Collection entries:
= = = = = = =

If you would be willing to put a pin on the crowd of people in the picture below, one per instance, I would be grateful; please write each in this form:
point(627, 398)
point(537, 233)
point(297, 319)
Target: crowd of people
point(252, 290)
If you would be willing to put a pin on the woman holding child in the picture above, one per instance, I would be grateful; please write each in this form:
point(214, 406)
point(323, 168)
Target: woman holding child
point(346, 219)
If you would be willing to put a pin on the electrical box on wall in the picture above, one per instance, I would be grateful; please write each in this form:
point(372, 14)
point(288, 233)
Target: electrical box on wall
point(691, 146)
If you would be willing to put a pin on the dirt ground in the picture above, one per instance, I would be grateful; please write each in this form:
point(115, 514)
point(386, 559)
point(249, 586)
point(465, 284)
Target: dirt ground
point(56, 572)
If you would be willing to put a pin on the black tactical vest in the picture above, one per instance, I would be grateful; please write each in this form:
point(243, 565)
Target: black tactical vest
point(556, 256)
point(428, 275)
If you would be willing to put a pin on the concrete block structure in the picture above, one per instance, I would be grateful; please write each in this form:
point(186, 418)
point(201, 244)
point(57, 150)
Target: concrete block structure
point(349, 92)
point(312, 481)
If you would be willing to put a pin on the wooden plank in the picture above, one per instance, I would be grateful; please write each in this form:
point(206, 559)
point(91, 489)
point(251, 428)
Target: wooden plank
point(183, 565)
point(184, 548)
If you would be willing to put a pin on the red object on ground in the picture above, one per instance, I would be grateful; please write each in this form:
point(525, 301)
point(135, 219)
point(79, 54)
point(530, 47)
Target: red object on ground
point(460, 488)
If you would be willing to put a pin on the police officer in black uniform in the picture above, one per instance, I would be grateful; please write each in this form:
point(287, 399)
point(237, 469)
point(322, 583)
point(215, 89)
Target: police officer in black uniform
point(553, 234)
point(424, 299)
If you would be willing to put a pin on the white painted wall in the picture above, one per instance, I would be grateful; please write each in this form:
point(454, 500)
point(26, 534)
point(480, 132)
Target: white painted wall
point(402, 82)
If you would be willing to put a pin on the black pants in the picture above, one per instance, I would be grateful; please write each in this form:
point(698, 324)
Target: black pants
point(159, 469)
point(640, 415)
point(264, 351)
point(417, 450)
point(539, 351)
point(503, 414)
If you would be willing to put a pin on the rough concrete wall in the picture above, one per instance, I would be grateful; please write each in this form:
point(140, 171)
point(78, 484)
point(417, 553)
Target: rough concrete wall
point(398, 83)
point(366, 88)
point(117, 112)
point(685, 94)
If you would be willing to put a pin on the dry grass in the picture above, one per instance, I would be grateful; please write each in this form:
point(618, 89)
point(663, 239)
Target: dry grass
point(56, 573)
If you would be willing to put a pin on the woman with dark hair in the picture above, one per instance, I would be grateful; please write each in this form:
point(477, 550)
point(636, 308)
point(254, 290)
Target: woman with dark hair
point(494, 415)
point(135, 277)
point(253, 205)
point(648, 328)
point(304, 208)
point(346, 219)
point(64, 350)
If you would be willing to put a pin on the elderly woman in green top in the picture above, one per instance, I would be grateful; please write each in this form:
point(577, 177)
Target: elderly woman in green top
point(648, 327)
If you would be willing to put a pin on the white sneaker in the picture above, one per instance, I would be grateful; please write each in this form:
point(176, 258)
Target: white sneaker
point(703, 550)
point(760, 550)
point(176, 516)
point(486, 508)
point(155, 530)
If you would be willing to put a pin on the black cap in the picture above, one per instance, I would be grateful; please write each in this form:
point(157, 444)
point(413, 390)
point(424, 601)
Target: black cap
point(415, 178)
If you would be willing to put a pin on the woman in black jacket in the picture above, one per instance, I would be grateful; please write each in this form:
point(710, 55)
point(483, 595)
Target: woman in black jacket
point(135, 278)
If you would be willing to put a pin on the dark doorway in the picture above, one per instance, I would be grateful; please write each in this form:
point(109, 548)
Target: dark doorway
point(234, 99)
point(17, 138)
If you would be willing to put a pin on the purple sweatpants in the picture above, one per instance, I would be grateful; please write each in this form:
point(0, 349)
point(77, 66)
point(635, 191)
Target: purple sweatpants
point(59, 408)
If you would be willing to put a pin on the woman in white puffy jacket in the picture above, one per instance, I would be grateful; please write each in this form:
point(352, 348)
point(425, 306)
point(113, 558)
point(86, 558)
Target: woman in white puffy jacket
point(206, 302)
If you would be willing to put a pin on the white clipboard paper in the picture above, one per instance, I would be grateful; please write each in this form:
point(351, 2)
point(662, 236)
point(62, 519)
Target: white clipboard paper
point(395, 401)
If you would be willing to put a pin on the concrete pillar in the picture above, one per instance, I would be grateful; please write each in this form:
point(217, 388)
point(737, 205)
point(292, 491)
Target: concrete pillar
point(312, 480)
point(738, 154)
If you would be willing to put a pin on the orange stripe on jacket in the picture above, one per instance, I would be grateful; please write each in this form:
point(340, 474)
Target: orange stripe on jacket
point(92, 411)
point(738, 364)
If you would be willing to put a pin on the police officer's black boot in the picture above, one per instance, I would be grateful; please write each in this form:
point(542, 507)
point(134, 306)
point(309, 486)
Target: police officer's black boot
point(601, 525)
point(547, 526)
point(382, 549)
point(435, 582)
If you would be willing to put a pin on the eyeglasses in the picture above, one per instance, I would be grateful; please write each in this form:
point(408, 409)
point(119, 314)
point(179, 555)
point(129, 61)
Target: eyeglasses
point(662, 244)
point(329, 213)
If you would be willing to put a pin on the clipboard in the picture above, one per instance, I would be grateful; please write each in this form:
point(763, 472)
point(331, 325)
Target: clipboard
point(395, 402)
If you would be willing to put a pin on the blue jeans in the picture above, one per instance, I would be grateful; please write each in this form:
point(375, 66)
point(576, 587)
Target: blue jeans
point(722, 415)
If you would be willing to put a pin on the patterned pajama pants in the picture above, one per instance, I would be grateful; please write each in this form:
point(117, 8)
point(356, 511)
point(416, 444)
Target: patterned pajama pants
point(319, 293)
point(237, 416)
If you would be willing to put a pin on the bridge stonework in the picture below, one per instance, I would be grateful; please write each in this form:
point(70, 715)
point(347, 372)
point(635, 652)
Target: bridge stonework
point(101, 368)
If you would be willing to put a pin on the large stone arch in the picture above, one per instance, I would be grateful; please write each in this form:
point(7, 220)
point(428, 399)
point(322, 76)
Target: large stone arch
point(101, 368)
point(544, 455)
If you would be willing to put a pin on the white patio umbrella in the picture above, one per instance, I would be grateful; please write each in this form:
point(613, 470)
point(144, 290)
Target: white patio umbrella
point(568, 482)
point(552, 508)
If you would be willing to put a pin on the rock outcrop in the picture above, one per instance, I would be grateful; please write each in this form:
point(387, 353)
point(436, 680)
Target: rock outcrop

= = = = = = =

● **To do**:
Repeat all of the data above, line for line, without changing a single character.

● **Complete response**:
If you would be willing to put a pin on the crowd of people in the picture below, one per instance, I would be grateful; please write each in this form:
point(627, 398)
point(537, 233)
point(297, 319)
Target: crowd of people
point(252, 290)
If you would be willing to put a pin on the woman holding child in the picture above, one per instance, I would be grateful; please write each in this form:
point(214, 406)
point(323, 168)
Target: woman holding child
point(346, 219)
If you would be willing to put a pin on the electrical box on wall in the picture above, one per instance, I would be grateful; please write each in this form:
point(372, 14)
point(288, 233)
Target: electrical box on wall
point(691, 146)
If you would be willing to put a pin on the dirt ground in the picture above, one per instance, I would be grateful; please write each in this form:
point(115, 514)
point(386, 559)
point(249, 586)
point(465, 284)
Target: dirt ground
point(56, 572)
If you would be willing to put a pin on the black tactical vest in the picture above, one per instance, I would be grateful; please write each in this form:
point(243, 565)
Target: black tactical vest
point(556, 256)
point(428, 275)
If you would be willing to put a pin on the concrete block structure in the picture above, one per instance, I would be grateful; please write each in this form:
point(186, 418)
point(201, 244)
point(57, 150)
Target: concrete block structure
point(349, 92)
point(312, 481)
If you would be willing to put a pin on the wooden plank in the picture above, one per instance, I would be grateful; please write each in this form:
point(206, 559)
point(91, 489)
point(251, 428)
Target: wooden plank
point(183, 565)
point(184, 548)
If you would be willing to put a pin on the red object on ground in the picture above, one per instance, I would be grateful; please write each in this form:
point(525, 301)
point(135, 219)
point(79, 54)
point(530, 47)
Target: red object on ground
point(460, 488)
If you would be willing to put a pin on the police officer in black uniform in the picture above, one per instance, I would be grateful; please write each in this form:
point(287, 399)
point(237, 469)
point(322, 583)
point(215, 89)
Target: police officer in black uniform
point(553, 234)
point(424, 299)
If you would be willing to put a pin on the white painted wall in the picture above, one per instance, I would be grateful; please write each in this form:
point(454, 500)
point(26, 534)
point(480, 132)
Target: white painted wall
point(402, 82)
If you would be willing to put a pin on the black pants in the picture above, one per instance, I would be grateful; please write each in this form:
point(698, 324)
Target: black pants
point(159, 469)
point(640, 415)
point(264, 351)
point(417, 450)
point(539, 351)
point(503, 414)
If you would be willing to put a pin on the rough concrete wall in the picture above, one per instance, I would be grateful; please write each in this form:
point(140, 171)
point(78, 484)
point(417, 553)
Target: rough concrete wall
point(398, 83)
point(366, 88)
point(117, 112)
point(685, 94)
If you would be willing to put a pin on the dry grass in the picture above, one per instance, I would be grateful; please write each in this form:
point(618, 89)
point(663, 239)
Target: dry grass
point(56, 573)
If you would be willing to put a pin on the woman with dark hair in the picture above, one per instance, I would be grateful; please write each in this form:
point(477, 550)
point(636, 308)
point(254, 290)
Target: woman with dark hair
point(494, 415)
point(135, 277)
point(253, 205)
point(648, 328)
point(304, 208)
point(346, 219)
point(64, 350)
If you would be willing to put a pin on the elderly woman in green top in the picture above, one per instance, I would be grateful; please write each in this form:
point(577, 177)
Target: elderly woman in green top
point(648, 327)
If you would be willing to put a pin on the white sneaker in the picture above, one per instance, I would be grateful; please write each in this form:
point(176, 258)
Target: white sneaker
point(703, 550)
point(760, 550)
point(176, 516)
point(486, 508)
point(155, 530)
If you would be willing to put a pin on the black cap in the picture above, one per instance, I would be grateful; please write each in this form:
point(157, 444)
point(413, 390)
point(424, 601)
Target: black cap
point(415, 178)
If you would be willing to put a pin on the woman in black jacket in the picture above, one per instance, I would be grateful; please write each in this form:
point(710, 55)
point(483, 595)
Target: woman in black jacket
point(135, 278)
If you would be willing to put a pin on the dark doorway in the picture above, one per instance, I would be grateful; please write each in this form:
point(109, 548)
Target: dark doorway
point(234, 99)
point(17, 138)
If you would be willing to put a pin on the purple sweatpants in the picture above, one per instance, I would be grateful; please write each in this form:
point(0, 349)
point(77, 66)
point(635, 191)
Target: purple sweatpants
point(59, 408)
If you would be willing to put a pin on the woman in white puffy jacket in the picture above, one per instance, I would be grateful; please write each in this form:
point(352, 348)
point(425, 306)
point(113, 558)
point(86, 558)
Target: woman in white puffy jacket
point(206, 302)
If you would be willing to put a pin on the white clipboard paper in the picture above, one per instance, I would be grateful; please write each in this form:
point(351, 2)
point(662, 236)
point(62, 519)
Target: white clipboard paper
point(395, 401)
If you would be willing to put a pin on the concrete pillar in the picture above, one per instance, I would be grateful; please write each in this form:
point(217, 388)
point(737, 205)
point(292, 491)
Target: concrete pillar
point(312, 480)
point(738, 154)
If you would be willing to put a pin on the orange stripe on jacket in the picture above, one per instance, I would be grateful; please write each in this form:
point(340, 474)
Target: orange stripe on jacket
point(92, 411)
point(738, 364)
If you would be willing to put a pin on the police officer's black boot in the picture above, one per instance, I would be grateful; please write each in this form:
point(542, 507)
point(134, 306)
point(309, 486)
Target: police officer's black boot
point(601, 525)
point(547, 526)
point(382, 549)
point(435, 582)
If you would be willing to put a pin on the eyeglasses in the picture above, one per instance, I would be grateful; please write each in this form:
point(408, 409)
point(119, 314)
point(179, 555)
point(129, 61)
Target: eyeglasses
point(662, 244)
point(329, 213)
If you would be willing to put a pin on the clipboard in the picture above, one per instance, I would be grateful; please write each in this form:
point(763, 472)
point(331, 325)
Target: clipboard
point(395, 402)
If you would be willing to put a pin on the blue jeans in the picture above, one per instance, I would be grateful; please write each in this form:
point(375, 66)
point(576, 587)
Target: blue jeans
point(722, 415)
If you would be willing to put a pin on the patterned pajama pants in the picture above, one per instance, I would be grateful; please write each in this form:
point(117, 8)
point(356, 511)
point(416, 444)
Target: patterned pajama pants
point(319, 293)
point(237, 416)
If you would be willing to put a pin on the bridge stonework in the picture below, one per instance, I would be grateful; please write each in this form:
point(70, 715)
point(347, 372)
point(635, 652)
Target: bridge stonework
point(101, 368)
If you would be willing to put a pin on the large stone arch in the picture above, one per instance, I would be grateful; please write each in this form:
point(7, 220)
point(428, 399)
point(322, 76)
Target: large stone arch
point(101, 368)
point(544, 455)
If you would be willing to put a pin on the white patio umbrella in the picture above, one per instance, I would be grateful; please write each in this form:
point(613, 470)
point(144, 290)
Target: white patio umbrella
point(568, 482)
point(552, 508)
If you would be willing to put a pin on the rock outcrop in the picture above, one per instance, I would be grateful; please write each in this form:
point(387, 353)
point(436, 680)
Target: rock outcrop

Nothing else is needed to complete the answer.